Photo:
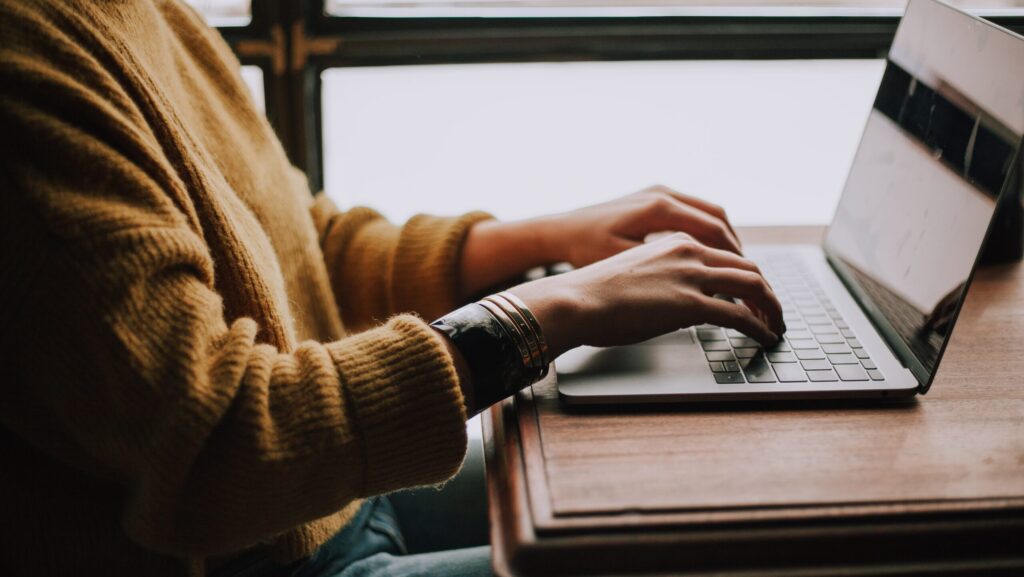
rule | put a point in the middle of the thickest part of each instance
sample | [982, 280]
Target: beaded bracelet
[503, 345]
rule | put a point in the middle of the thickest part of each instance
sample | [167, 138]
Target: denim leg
[452, 517]
[371, 545]
[473, 562]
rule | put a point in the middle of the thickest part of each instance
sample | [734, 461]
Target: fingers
[675, 215]
[752, 288]
[730, 315]
[700, 204]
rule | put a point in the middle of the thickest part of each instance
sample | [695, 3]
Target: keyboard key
[747, 352]
[715, 345]
[758, 370]
[790, 373]
[816, 365]
[711, 334]
[843, 360]
[781, 357]
[851, 372]
[729, 378]
[822, 376]
[804, 355]
[743, 341]
[799, 343]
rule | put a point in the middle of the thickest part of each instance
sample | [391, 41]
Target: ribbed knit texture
[178, 383]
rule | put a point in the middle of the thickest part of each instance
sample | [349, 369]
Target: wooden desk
[934, 485]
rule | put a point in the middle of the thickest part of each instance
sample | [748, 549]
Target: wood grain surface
[645, 482]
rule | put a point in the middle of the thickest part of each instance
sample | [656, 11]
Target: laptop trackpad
[657, 355]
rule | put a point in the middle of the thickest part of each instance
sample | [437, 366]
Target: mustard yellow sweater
[177, 381]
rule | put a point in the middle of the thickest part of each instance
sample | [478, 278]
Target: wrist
[557, 311]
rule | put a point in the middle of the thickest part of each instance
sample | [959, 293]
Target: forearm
[496, 252]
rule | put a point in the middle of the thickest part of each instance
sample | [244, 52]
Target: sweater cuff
[427, 261]
[403, 392]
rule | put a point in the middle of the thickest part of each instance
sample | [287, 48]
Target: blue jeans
[445, 530]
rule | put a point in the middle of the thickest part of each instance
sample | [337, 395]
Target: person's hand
[497, 251]
[591, 234]
[650, 290]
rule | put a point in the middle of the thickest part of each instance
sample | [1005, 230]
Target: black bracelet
[494, 358]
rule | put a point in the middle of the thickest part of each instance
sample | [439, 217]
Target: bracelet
[502, 343]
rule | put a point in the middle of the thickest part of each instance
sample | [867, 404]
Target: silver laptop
[869, 312]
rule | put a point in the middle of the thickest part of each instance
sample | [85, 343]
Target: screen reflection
[938, 149]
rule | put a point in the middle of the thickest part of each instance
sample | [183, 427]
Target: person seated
[211, 371]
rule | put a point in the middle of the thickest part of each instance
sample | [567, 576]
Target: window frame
[294, 41]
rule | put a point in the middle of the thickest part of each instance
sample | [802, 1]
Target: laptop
[868, 312]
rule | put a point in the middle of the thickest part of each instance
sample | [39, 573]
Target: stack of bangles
[502, 343]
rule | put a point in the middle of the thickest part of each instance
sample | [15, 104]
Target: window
[760, 137]
[224, 13]
[549, 8]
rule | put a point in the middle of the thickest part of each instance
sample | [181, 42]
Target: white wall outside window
[769, 140]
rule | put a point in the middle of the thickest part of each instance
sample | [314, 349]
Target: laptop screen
[938, 149]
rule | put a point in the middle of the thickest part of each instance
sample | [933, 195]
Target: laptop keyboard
[818, 344]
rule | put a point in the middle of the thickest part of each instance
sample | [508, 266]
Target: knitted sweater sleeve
[378, 269]
[121, 361]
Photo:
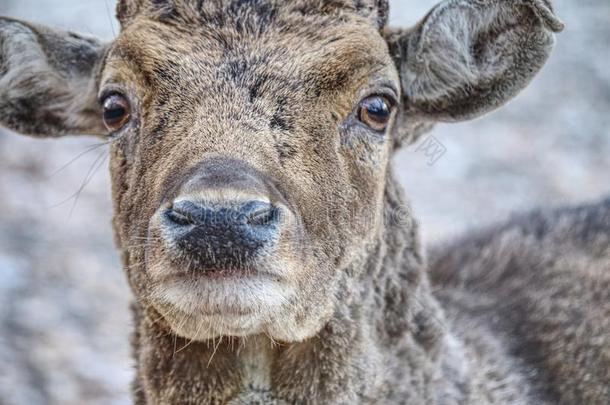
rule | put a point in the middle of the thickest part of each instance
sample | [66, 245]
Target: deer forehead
[288, 59]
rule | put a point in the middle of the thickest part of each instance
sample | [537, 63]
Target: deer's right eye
[117, 112]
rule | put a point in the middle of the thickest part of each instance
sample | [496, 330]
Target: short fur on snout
[339, 309]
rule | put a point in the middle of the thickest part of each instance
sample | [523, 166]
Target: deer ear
[468, 57]
[48, 81]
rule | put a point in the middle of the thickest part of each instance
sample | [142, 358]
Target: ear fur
[48, 80]
[468, 57]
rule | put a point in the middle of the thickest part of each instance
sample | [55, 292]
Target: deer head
[251, 140]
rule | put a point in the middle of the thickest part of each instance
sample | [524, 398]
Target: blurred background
[64, 318]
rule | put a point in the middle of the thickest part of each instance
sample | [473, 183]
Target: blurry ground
[64, 321]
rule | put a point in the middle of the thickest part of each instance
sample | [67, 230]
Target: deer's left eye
[117, 112]
[375, 112]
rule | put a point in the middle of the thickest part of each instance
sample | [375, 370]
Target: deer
[272, 255]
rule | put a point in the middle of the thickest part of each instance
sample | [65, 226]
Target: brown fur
[268, 88]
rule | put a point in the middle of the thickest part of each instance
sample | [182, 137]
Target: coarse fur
[343, 308]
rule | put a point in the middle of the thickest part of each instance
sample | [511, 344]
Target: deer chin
[210, 307]
[216, 303]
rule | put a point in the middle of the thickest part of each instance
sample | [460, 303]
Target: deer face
[250, 141]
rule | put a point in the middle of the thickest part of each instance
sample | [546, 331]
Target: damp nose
[221, 235]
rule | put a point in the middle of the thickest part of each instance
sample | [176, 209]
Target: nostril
[185, 213]
[179, 218]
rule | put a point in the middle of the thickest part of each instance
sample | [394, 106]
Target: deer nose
[222, 236]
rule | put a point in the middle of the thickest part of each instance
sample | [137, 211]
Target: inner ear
[468, 57]
[48, 80]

- _What you need to do_: Restate every record exactly, please; do not copy the pictures.

- _In response_:
Photo:
rule | put a point in the middle of the thickest part of each instance
sample | [982, 280]
Target: beaded bracelet
[503, 345]
rule | put a point in the middle of the thickest part of each instance
sample | [167, 138]
Target: denim leg
[452, 517]
[371, 545]
[473, 562]
rule | put a point in the middle of the thickest part of each instance
sample | [734, 461]
Target: fingers
[675, 215]
[752, 288]
[730, 315]
[700, 204]
rule | put a point in the middle of the thickest part of each instance
sample | [695, 3]
Target: keyboard key
[747, 352]
[715, 345]
[758, 370]
[790, 373]
[816, 365]
[711, 334]
[843, 360]
[781, 357]
[851, 372]
[729, 378]
[822, 376]
[804, 355]
[743, 341]
[799, 343]
rule | put a point in the middle of the thickest part of each instance
sample | [391, 41]
Target: ribbed knit texture
[178, 383]
rule | put a point in the middle of the thickest part of each instance
sample | [349, 369]
Target: wooden desk
[934, 485]
rule | put a point in the middle of the thickest part of each instance
sample | [748, 549]
Target: wood grain surface
[645, 482]
rule | put a point in the middle of the thickest part of each instance
sample | [656, 11]
Target: laptop trackpad
[657, 355]
rule | put a point in the middle of the thickest part of each instance
sample | [437, 366]
Target: mustard yellow sweater
[177, 381]
rule | put a point in the middle of the thickest part of each instance
sample | [478, 278]
Target: wrist
[557, 311]
rule | put a point in the middle of the thickest part of each instance
sample | [959, 293]
Target: forearm
[496, 252]
rule | put a point in the middle of the thickest part of each instance
sample | [244, 52]
Target: sweater cuff
[427, 261]
[403, 392]
rule | put a point in the middle of the thickest part of each instance
sample | [287, 48]
Target: blue jeans
[445, 530]
rule | put a point in the middle of the thickest part of each instance
sample | [337, 395]
Target: person's hand
[497, 251]
[591, 234]
[650, 290]
rule | put a point in the middle of the thickest part of each instance
sample | [1005, 230]
Target: black bracelet
[494, 358]
rule | put a point in the middle of the thickest part of each instance
sample | [439, 217]
Target: bracelet
[502, 343]
rule | put a point in the middle of the thickest part of each instance
sample | [867, 404]
Target: silver laptop
[869, 312]
rule | put a point in the middle of the thickest part of each instance
sample | [85, 343]
Target: screen reflection
[938, 149]
rule | put a point in the middle of the thickest part of each instance
sample | [183, 427]
Target: person seated
[211, 371]
rule | put a point in the middle of the thickest part of each instance
sample | [567, 576]
Target: window frame
[294, 41]
rule | put a point in the middle of the thickest part of each instance
sample | [802, 1]
Target: laptop
[868, 312]
rule | put a point in the middle of the thickest part of each instance
sample | [39, 573]
Target: stack of bangles
[502, 343]
rule | put a point in the middle of the thickest part of each instance
sample | [15, 104]
Target: window
[760, 137]
[224, 13]
[549, 8]
rule | put a point in the middle of the thickest part of each instance
sample | [181, 42]
Target: white wall outside window
[769, 140]
rule | put a point in the middle of the thickest part of each instance
sample | [314, 349]
Target: laptop screen
[938, 149]
rule | put a point in the middle of the thickest part of each instance
sample | [933, 195]
Target: laptop keyboard
[818, 344]
rule | put a point in the middle of the thickest part of each instance
sample | [508, 266]
Target: knitted sweater sleeve
[378, 269]
[121, 361]
Photo:
rule | put a point in the middle of the thickest part of each instance
sample | [66, 245]
Target: deer forehead
[288, 59]
rule | put a point in the middle of the thickest part of each instance
sample | [537, 63]
Target: deer's right eye
[117, 112]
rule | put a point in the middle of the thickest part of each instance
sample | [496, 330]
Target: short fur on snout
[339, 309]
rule | put a point in the middle of the thickest part of each instance
sample | [523, 166]
Target: deer ear
[468, 57]
[48, 81]
rule | put a point in the middle of the thickest part of each instance
sample | [142, 358]
Target: ear fur
[48, 80]
[468, 57]
rule | put a point in the middle of the thickest part of each instance
sample | [55, 292]
Target: deer head
[251, 140]
rule | put a point in the middle of the thickest part of each instance
sample | [524, 398]
Target: blurred background
[64, 318]
rule | put a point in the middle of the thickest part of each instance
sample | [473, 183]
Target: blurry ground
[64, 321]
rule | put a point in the middle of the thickest part of each instance
sample | [67, 230]
Target: deer's left eye
[117, 112]
[375, 112]
rule | put a point in the middle of the thickest part of each instance
sample | [375, 370]
Target: deer
[272, 255]
rule | put a point in the middle of the thickest part of each instance
sample | [65, 226]
Target: brown fur
[268, 88]
rule | put a point in the middle of the thickest part of each instance
sample | [182, 137]
Target: coarse fur
[343, 308]
rule | put a point in the middle of the thickest part of each instance
sample | [511, 344]
Target: deer chin
[210, 307]
[216, 303]
rule | put a point in the middle of the thickest part of each instance
sample | [460, 303]
Target: deer face
[250, 141]
rule | put a point in the middle of the thickest part of each instance
sample | [546, 331]
Target: damp nose
[221, 235]
rule | put a point in the middle of the thickest part of each instance
sample | [176, 209]
Target: nostril
[185, 213]
[179, 218]
rule | put a point in the middle of the thickest part of each instance
sample | [394, 106]
Target: deer nose
[222, 236]
rule | put a point in the middle of the thickest part of each instance
sample | [137, 211]
Target: inner ear
[468, 57]
[48, 80]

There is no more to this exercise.